START RECORD SET
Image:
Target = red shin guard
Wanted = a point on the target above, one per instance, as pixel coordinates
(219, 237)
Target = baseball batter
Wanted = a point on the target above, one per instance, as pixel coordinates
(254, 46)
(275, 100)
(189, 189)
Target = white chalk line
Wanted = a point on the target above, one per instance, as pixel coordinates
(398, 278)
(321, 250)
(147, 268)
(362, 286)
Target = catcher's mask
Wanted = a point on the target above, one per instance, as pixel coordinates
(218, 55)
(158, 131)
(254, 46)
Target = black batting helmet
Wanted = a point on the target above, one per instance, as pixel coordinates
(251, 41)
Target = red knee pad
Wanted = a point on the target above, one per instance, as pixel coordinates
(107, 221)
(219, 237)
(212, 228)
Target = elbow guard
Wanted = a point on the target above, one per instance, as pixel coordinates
END RECORD SET
• _PROBLEM STATEMENT_
Copy each line from the data that features the string "guard".

• _RESPONSE_
Target = red shin guard
Target = elbow guard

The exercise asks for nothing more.